- [What this exercise asks]
1/ In the passage on dating the Indo-European language family, turn the paragraph beginning "Few ancient written languages" into a short bulleted list that keeps its main findings.
2/ Answer these questions from the passage on dating the Indo-European language family:
(a) How many nonmodern languages does the new dataset include?
(b) What median root age is found for Indo-European?
(c) By roughly when had Indo-European already diverged into multiple major branches?

Previous phylolinguistic analyses have produced conflicting results. We diagnosed and resolved the causes of this discrepancy, two in particular. First, the datasets used had limited language sampling and widespread coding inconsistency. Second, some analyses enforced the assumption that modern spoken languages derive directly from ancient written languages rather than from parallel spoken varieties. Together, these methodological problems distorted branch-length estimates and date inferences. We present a new dataset of cognacy (shared word origins) across Indo-European. This dataset eliminates past inconsistencies and provides a fuller and more balanced language sample, including 52 nonmodern languages for a denser set of time-calibration points. We applied ancestry-enabled Bayesian phylogenetic analysis to test rather than enforce direct ancestry assumptions.


Few ancient written languages are returned as direct ancestors of modern clades. We find a median root age for Indo-European of ~8120 yr B.P. (95% highest posterior density: 6740 to 9610 yr B.P.). Our chronology is robust across a range of alternative phylogenetic models and sensitivity analyses that vary data subsets and other parameters. Indo-European had already diverged rapidly into multiple major branches by ~7000 yr B.P., without a coherent non-Anatolian core. Indo-Iranic has no close relationship with Balto-Slavic, weakening the case for it having spread via the steppe.

- [Data to examine]
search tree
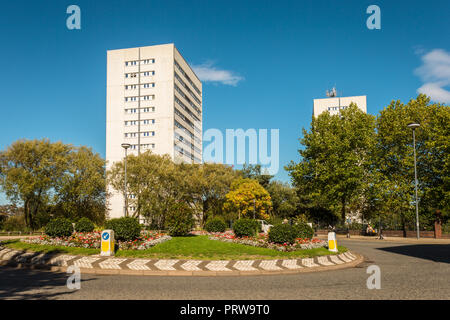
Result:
[108,151,192,229]
[241,163,273,189]
[191,163,240,224]
[54,147,106,224]
[286,104,375,220]
[0,139,72,229]
[267,181,299,218]
[377,94,450,235]
[224,178,272,219]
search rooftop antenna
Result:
[327,86,337,98]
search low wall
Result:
[316,230,450,239]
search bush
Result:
[105,217,141,241]
[205,217,227,232]
[233,218,259,237]
[75,218,95,232]
[2,215,27,231]
[269,224,297,244]
[166,202,194,237]
[45,218,73,238]
[294,222,314,239]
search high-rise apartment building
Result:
[313,96,367,117]
[106,44,202,218]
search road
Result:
[0,239,450,300]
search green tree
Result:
[267,180,299,218]
[0,139,72,229]
[190,163,240,224]
[286,104,375,220]
[377,95,450,235]
[240,163,273,189]
[54,147,106,224]
[108,151,192,229]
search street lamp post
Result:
[122,143,131,217]
[408,123,420,239]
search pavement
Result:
[0,238,450,300]
[0,246,363,276]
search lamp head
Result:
[408,122,420,130]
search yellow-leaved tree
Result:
[224,178,272,219]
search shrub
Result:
[205,217,227,232]
[166,202,194,237]
[269,224,297,244]
[75,218,95,232]
[45,218,73,238]
[294,222,314,239]
[2,215,27,231]
[105,217,141,241]
[233,218,259,237]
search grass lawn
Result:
[3,236,347,260]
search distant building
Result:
[106,44,202,218]
[313,88,367,117]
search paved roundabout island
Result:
[0,246,364,276]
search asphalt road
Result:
[0,240,450,300]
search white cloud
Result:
[414,49,450,103]
[192,62,244,86]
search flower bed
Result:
[24,230,172,250]
[209,232,327,251]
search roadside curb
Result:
[0,246,364,276]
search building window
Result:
[141,59,155,64]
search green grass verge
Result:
[3,236,347,260]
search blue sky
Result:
[0,0,450,204]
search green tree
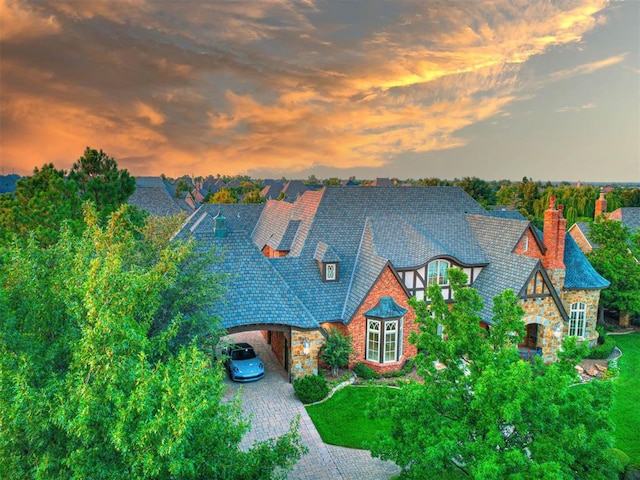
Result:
[69,147,136,219]
[587,218,640,326]
[372,269,620,480]
[209,187,238,203]
[320,328,355,375]
[242,190,265,203]
[0,163,83,246]
[454,177,497,208]
[0,206,304,479]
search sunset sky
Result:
[0,0,640,182]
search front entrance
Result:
[524,323,538,350]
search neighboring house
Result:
[176,187,609,378]
[0,173,20,193]
[569,189,640,254]
[128,177,193,217]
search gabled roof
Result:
[128,177,184,217]
[178,187,608,328]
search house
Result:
[569,189,640,254]
[176,186,609,378]
[128,177,188,217]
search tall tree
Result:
[372,269,619,479]
[0,163,83,246]
[69,147,136,218]
[587,218,640,326]
[0,206,304,480]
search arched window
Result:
[427,260,451,286]
[569,302,587,337]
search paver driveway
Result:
[221,332,399,480]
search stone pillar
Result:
[290,327,325,379]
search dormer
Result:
[313,242,340,282]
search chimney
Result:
[593,190,607,220]
[213,213,227,238]
[542,196,567,290]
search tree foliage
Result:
[0,147,136,246]
[587,218,640,325]
[372,269,619,480]
[69,147,136,219]
[208,187,238,203]
[0,206,303,479]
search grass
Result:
[306,386,396,449]
[611,332,640,465]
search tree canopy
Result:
[0,205,304,479]
[371,269,620,480]
[587,218,640,326]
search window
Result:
[324,263,337,281]
[366,319,403,363]
[427,260,449,285]
[367,320,380,362]
[569,302,587,337]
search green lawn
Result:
[611,332,640,464]
[306,386,396,449]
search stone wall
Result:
[289,327,326,379]
[561,290,600,347]
[340,267,418,373]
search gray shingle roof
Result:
[468,215,540,321]
[564,231,611,290]
[178,187,601,328]
[128,177,184,217]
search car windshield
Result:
[231,348,256,360]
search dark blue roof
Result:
[564,235,611,290]
[364,297,407,319]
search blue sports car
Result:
[226,343,264,382]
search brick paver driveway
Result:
[221,332,399,480]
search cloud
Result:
[554,103,596,113]
[0,0,625,174]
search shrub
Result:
[587,329,616,359]
[353,362,380,380]
[320,328,354,375]
[293,375,329,404]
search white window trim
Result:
[365,317,404,364]
[568,302,587,338]
[426,260,451,287]
[324,263,338,281]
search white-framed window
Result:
[324,263,337,281]
[366,320,380,362]
[568,302,587,337]
[365,318,404,363]
[427,260,451,286]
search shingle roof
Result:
[195,230,319,328]
[178,187,602,328]
[468,215,540,321]
[365,297,407,318]
[128,177,183,217]
[564,235,611,290]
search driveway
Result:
[225,332,400,480]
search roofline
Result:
[518,260,568,322]
[394,255,489,276]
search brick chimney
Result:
[593,190,607,220]
[542,196,567,291]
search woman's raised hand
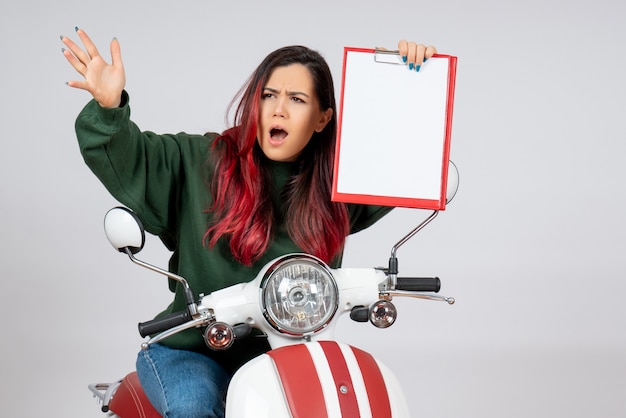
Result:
[398,39,437,71]
[61,28,126,107]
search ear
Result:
[315,107,333,132]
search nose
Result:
[274,97,287,118]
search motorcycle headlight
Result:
[261,254,339,336]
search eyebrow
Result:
[263,87,310,98]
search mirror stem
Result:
[388,210,439,290]
[124,247,198,316]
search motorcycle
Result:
[89,162,458,418]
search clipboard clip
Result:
[374,47,405,65]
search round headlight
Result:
[261,254,339,336]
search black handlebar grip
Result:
[396,277,441,293]
[138,310,192,337]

- [Answers provided]
1/
- Few ancient written languages come out as direct ancestors of modern clades.
- The median root age of Indo-European is about 8120 yr B.P. (95% highest posterior density: 6740 to 9610 yr B.P.).
- This chronology holds across a range of alternative phylogenetic models and sensitivity analyses.
- By about 7000 yr B.P., Indo-European had already split rapidly into several major branches, with no coherent non-Anatolian core.
- Indo-Iranic is not closely related to Balto-Slavic, which weakens the case for its spread via the steppe.

2/
(a) 52
(b) About 8120 yr B.P.
(c) About 7000 yr B.P.